__What the task asks__: Reproduce the listing below word for word, leaving out the pictures.

__Supplied data__:
■ ■ ■

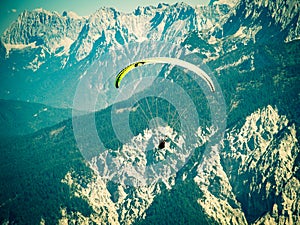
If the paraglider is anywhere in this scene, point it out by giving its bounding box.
[115,57,215,92]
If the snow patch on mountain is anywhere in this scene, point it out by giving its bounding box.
[221,106,300,224]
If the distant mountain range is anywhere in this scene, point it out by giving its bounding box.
[0,0,300,225]
[0,100,72,138]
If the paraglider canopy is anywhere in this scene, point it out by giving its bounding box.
[115,57,215,92]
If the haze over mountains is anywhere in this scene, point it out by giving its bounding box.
[0,0,300,224]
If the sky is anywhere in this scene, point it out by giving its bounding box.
[0,0,209,35]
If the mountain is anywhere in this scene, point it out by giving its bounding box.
[0,0,300,224]
[0,3,229,108]
[0,100,72,138]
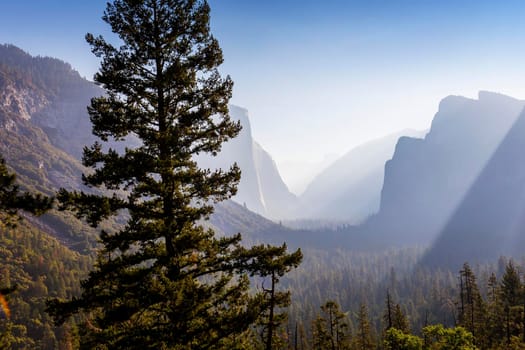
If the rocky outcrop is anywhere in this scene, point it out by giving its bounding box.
[364,92,524,245]
[295,130,426,224]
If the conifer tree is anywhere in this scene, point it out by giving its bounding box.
[0,157,53,226]
[354,304,375,350]
[458,263,487,341]
[257,244,303,350]
[48,0,300,349]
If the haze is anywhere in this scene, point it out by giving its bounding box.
[0,0,525,192]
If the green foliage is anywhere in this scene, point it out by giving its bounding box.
[383,327,423,350]
[0,157,53,226]
[354,304,375,350]
[423,325,477,350]
[0,221,92,350]
[49,0,302,349]
[313,300,350,350]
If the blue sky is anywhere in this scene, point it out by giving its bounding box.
[0,0,525,191]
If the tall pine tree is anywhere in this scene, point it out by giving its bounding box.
[48,0,295,349]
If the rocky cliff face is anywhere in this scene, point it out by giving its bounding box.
[365,92,524,244]
[296,130,426,224]
[199,106,296,219]
[0,45,295,223]
[422,104,525,270]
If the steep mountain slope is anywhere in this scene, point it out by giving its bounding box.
[422,105,525,268]
[0,45,294,246]
[295,130,425,224]
[199,106,297,219]
[363,92,524,245]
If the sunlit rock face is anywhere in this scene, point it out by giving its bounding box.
[198,106,297,220]
[365,92,524,245]
[423,104,525,268]
[295,130,426,224]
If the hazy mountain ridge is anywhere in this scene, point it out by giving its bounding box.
[199,105,297,220]
[422,104,525,268]
[295,130,426,224]
[0,45,292,250]
[364,91,524,245]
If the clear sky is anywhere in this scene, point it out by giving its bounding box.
[0,0,525,189]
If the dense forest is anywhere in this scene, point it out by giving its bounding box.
[0,0,525,350]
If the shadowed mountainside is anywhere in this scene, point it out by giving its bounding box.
[362,91,524,245]
[422,105,525,269]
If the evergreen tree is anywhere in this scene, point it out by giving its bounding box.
[0,157,53,228]
[458,263,487,342]
[354,304,375,350]
[258,244,303,350]
[499,260,523,344]
[48,0,300,349]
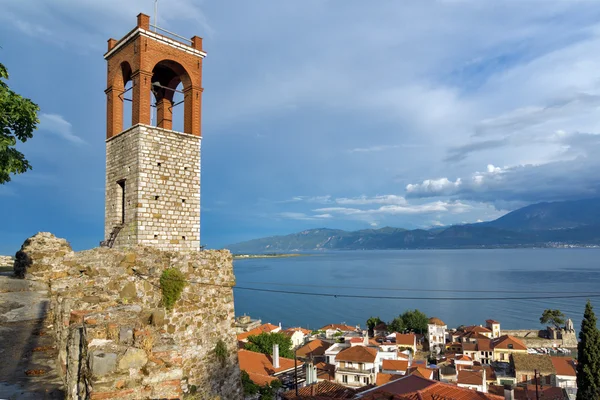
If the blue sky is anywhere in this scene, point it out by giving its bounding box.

■ ■ ■

__Reply__:
If the paraglider is anywhere in this scene, point it out by giving its bounding box.
[115,57,215,92]
If the snow patch on mountain is anywhere in this scene, point it out by giving its bounding box.
[221,106,300,224]
If the distant mountain range is anywhere in this scene, point it out by giving its bounding box.
[0,0,300,225]
[0,100,72,138]
If the paraglider canopy is anywhere in this scene, point it out by giving its bounding box.
[115,57,215,92]
If the haze over mountains is anywhere in this scene, point it out by giving its bounding box.
[0,0,300,224]
If the sky is anywhere in this scene, point it out by giving its bounding box.
[0,0,209,35]
If the mountain is anywhere in this scene, point it out by giving its bounding box.
[0,0,300,224]
[0,3,229,108]
[0,100,72,138]
If the rocky outcrop is anywhere in this scene, point it out by giving its bounding box.
[364,92,524,245]
[295,130,426,224]
If the conifer tree is anywhere in this scene, point it out by giving its bounding box.
[0,157,53,226]
[354,304,375,350]
[458,263,487,341]
[257,244,303,350]
[48,0,300,349]
If the haze is anywhere in this scene, point it out by giving its bounding box.
[0,0,525,192]
If the green foliage is anywhere in this scene, point it out by giving its bounding box.
[383,327,423,350]
[0,157,53,226]
[354,304,375,350]
[423,325,477,350]
[0,221,92,350]
[49,0,302,349]
[313,300,350,350]
If the blue sky is anywhere in this scene, point it out by giving its bounding box.
[0,0,525,191]
If the tall pine tree is anywhere in this scene, point it out by giving its bounding box.
[48,0,295,349]
If the rocky cliff face is anywhere in this scene, point it out by giving its bounding box.
[365,92,524,244]
[296,130,426,224]
[199,106,296,219]
[0,45,295,223]
[422,104,525,270]
If the steep mountain slope is anywhere in this scene, point it out by giving its bounding box.
[422,105,525,268]
[0,45,294,246]
[295,130,425,224]
[199,106,297,219]
[363,92,524,245]
If the sunlit rock face is anywhere in this scene, point it out by giving its bounding box.
[198,106,297,220]
[365,92,524,245]
[423,104,525,268]
[295,130,426,224]
If the hazy mountain ridge is anywhere in this scene, point it out by giving its bounding box.
[199,105,297,220]
[422,104,525,268]
[295,130,426,224]
[0,45,292,250]
[364,91,524,245]
If the clear sky is anywhere in this scene, point it out by giving its bounding box.
[0,0,525,189]
If the dense forest is anywhere in this scene, point it out by giving its bounding box.
[0,0,525,350]
If the shadowed mountainside is anywhere in this scene, point it out by giving its bounding box.
[362,91,524,245]
[422,105,525,269]
If the evergreen tree is anywhere in this scene, point it out by giving its bounding box.
[0,157,53,228]
[458,263,487,342]
[354,304,375,350]
[258,244,303,350]
[499,260,523,344]
[48,0,300,349]
If the blue sky is anywhere in this scene, point it out by giving its bounding box.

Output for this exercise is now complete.